Return each of the items below word for word, without changing anything.

**Provided entries:**
_ _ _ _ _ _ _

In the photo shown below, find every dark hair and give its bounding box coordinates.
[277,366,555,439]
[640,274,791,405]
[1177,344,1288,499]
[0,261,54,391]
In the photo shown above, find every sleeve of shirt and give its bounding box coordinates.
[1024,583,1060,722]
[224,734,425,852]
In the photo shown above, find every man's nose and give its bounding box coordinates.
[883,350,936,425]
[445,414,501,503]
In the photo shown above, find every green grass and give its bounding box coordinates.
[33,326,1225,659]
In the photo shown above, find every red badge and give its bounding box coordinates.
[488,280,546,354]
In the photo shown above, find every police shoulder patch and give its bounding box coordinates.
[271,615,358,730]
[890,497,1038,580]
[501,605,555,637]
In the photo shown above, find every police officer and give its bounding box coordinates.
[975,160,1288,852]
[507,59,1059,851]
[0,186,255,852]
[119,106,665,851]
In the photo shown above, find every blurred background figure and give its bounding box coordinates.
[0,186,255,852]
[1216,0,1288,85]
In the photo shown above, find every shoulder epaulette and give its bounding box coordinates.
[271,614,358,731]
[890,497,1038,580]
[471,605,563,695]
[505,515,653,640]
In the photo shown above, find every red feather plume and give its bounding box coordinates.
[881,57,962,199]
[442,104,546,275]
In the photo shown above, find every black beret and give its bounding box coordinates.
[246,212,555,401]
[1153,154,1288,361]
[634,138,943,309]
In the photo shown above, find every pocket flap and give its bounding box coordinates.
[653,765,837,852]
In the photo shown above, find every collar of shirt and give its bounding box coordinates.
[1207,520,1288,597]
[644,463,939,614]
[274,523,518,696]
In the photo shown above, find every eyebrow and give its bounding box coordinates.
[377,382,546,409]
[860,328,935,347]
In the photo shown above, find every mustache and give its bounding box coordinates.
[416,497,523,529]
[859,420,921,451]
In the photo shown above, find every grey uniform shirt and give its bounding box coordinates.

_ _ _ _ _ _ _

**Task answer:**
In the photo shown below, find every dark hair and give its bounding box coordinates.
[277,366,555,439]
[640,274,791,405]
[1177,344,1288,499]
[0,261,54,391]
In the photo shown above, find every sleeve of shirt and give its bounding box coordinates.
[1024,583,1060,722]
[224,734,425,852]
In the photo shown above, find every man's nose and give its bounding box coordinates.
[883,350,936,425]
[445,414,501,503]
In the photo shown above, find every green grass and give its bounding box coordinates.
[33,326,1225,659]
In the photo shown above, find every red badge and give its bounding box coordinates.
[488,280,546,354]
In the photo shown above, find every police shoulder patch and give its bounding box coordinates.
[271,615,358,730]
[890,497,1038,580]
[501,605,555,637]
In the photo shown above, find every police officer and give its bounding box coordinates.
[975,160,1288,852]
[507,59,1059,851]
[0,186,255,852]
[119,106,665,851]
In the photo shown above, find every blurred background figure and give its bounding box coordinates.
[0,186,255,852]
[1216,0,1288,85]
In the photo shown above, find every shoulder epaulette and give its bounding box coordinates.
[271,614,358,731]
[890,497,1038,580]
[471,605,563,695]
[505,515,653,640]
In the photo shown above, find every red feather plume and give its bounding box coordinates.
[881,57,962,199]
[442,104,546,275]
In the photo shown above, find every black beret and give its bounding box coordinates.
[246,212,555,401]
[1153,154,1288,361]
[634,138,943,309]
In the photo shown above, find every pocket flap and give its bounding box coordinates.
[653,765,837,852]
In the photo shown above, find every collar of shirt and give its bounding box coordinates.
[1207,520,1288,597]
[644,463,939,614]
[274,523,518,696]
In the photo shown above, find every eyebrow and give its bounding box coordinates.
[377,382,546,409]
[860,328,935,347]
In the photo shown above, find every mustache and give its bounding box coordinates.
[416,497,523,529]
[859,420,921,451]
In the photo shown above, find every grey uniform shirt and give its bounding box coordinates.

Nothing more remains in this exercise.